Return, unchanged and in order, every line of the listing below from the one containing "Formation-chart tagging: label the orange" through the end of the listing.

_Records for the task_.
_ _ _ _
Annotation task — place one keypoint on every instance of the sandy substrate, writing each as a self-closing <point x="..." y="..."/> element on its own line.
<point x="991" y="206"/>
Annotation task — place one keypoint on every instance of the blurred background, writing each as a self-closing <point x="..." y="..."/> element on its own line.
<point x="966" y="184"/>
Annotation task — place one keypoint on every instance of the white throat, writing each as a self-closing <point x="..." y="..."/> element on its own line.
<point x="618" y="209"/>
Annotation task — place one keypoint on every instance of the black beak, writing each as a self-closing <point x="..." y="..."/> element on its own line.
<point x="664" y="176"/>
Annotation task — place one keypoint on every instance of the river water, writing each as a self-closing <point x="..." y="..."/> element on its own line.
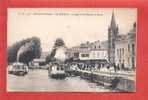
<point x="37" y="80"/>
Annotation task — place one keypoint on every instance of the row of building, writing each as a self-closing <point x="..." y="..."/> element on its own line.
<point x="118" y="50"/>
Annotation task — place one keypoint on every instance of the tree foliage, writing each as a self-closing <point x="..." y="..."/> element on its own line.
<point x="25" y="50"/>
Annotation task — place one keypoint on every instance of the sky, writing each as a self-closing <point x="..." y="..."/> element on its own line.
<point x="73" y="25"/>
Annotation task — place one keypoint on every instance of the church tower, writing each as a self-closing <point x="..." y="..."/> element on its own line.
<point x="112" y="34"/>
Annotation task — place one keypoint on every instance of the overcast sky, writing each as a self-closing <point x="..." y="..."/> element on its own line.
<point x="75" y="26"/>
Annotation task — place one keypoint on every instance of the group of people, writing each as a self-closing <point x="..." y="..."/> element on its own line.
<point x="104" y="67"/>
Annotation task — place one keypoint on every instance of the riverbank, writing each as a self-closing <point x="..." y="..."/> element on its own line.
<point x="113" y="80"/>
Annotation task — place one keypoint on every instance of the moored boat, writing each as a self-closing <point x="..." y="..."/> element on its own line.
<point x="19" y="69"/>
<point x="57" y="71"/>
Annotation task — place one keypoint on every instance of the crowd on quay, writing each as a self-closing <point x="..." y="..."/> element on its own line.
<point x="90" y="67"/>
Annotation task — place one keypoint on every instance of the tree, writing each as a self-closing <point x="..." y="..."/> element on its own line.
<point x="58" y="42"/>
<point x="25" y="50"/>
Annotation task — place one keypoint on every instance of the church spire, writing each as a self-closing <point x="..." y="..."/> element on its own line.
<point x="113" y="22"/>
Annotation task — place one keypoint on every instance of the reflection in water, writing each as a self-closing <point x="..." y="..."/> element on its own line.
<point x="38" y="80"/>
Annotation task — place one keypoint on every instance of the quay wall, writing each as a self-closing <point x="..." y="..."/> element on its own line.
<point x="112" y="81"/>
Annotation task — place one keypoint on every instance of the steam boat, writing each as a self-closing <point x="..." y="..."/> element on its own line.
<point x="19" y="69"/>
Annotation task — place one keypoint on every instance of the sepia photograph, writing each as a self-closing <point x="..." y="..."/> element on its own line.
<point x="71" y="49"/>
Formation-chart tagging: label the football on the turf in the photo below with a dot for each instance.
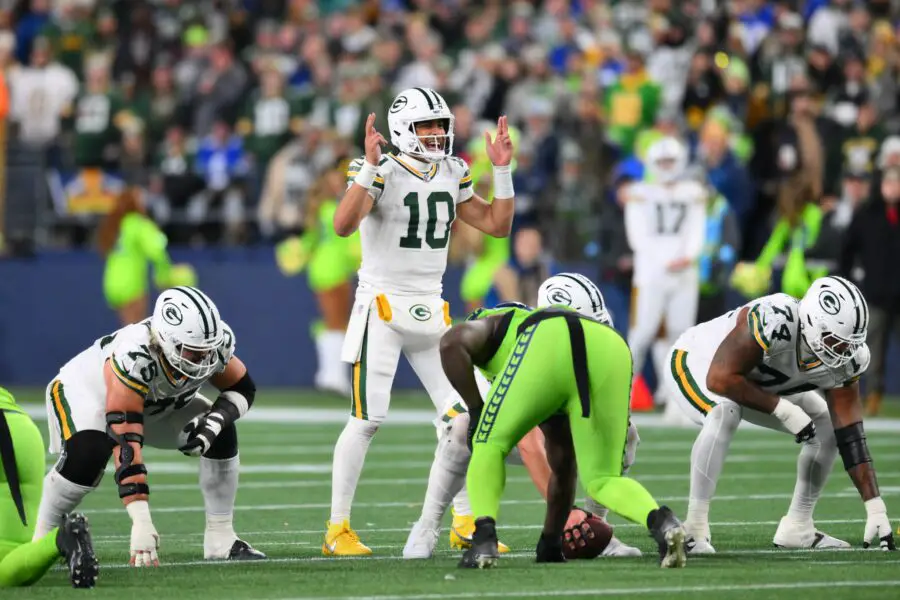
(594, 545)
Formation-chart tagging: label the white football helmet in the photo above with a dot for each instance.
(576, 291)
(833, 320)
(667, 159)
(187, 327)
(416, 105)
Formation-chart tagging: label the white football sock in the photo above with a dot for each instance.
(218, 482)
(707, 459)
(447, 479)
(813, 467)
(60, 497)
(349, 457)
(461, 505)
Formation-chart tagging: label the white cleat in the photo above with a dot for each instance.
(421, 542)
(697, 544)
(791, 534)
(617, 549)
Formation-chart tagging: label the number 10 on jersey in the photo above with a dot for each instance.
(434, 200)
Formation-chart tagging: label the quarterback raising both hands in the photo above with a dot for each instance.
(404, 205)
(500, 149)
(374, 141)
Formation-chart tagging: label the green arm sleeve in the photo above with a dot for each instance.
(776, 242)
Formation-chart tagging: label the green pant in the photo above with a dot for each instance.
(537, 382)
(23, 562)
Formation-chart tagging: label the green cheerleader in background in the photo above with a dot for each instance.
(129, 240)
(330, 262)
(22, 561)
(797, 228)
(494, 252)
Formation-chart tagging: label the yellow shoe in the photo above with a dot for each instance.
(340, 540)
(461, 534)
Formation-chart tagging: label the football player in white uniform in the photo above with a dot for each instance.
(452, 455)
(140, 384)
(404, 206)
(769, 363)
(664, 221)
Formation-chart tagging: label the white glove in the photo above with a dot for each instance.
(200, 433)
(795, 420)
(144, 539)
(878, 526)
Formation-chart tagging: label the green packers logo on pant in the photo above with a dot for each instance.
(420, 312)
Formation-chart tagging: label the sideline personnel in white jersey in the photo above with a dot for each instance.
(664, 221)
(792, 366)
(404, 206)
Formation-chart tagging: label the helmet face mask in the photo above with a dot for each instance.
(667, 160)
(834, 320)
(417, 106)
(577, 292)
(188, 331)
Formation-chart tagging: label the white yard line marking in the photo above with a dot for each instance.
(663, 591)
(502, 527)
(318, 483)
(398, 417)
(417, 502)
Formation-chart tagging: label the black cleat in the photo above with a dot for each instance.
(74, 542)
(241, 550)
(666, 529)
(484, 552)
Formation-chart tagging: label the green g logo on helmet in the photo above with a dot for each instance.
(420, 312)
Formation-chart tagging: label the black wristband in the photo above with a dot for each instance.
(851, 443)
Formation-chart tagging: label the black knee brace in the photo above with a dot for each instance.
(84, 457)
(225, 444)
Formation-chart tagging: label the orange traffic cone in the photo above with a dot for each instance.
(641, 398)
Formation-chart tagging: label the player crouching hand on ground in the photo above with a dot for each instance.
(791, 366)
(141, 383)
_ _ _ _
_Written solution_.
Formation-chart tagging: label the orange traffic cone in the photo above with a dot for each instance.
(641, 398)
Formation-chart tagging: label the player crouching hand on ground in the photo above with a dot for each instance.
(791, 366)
(141, 383)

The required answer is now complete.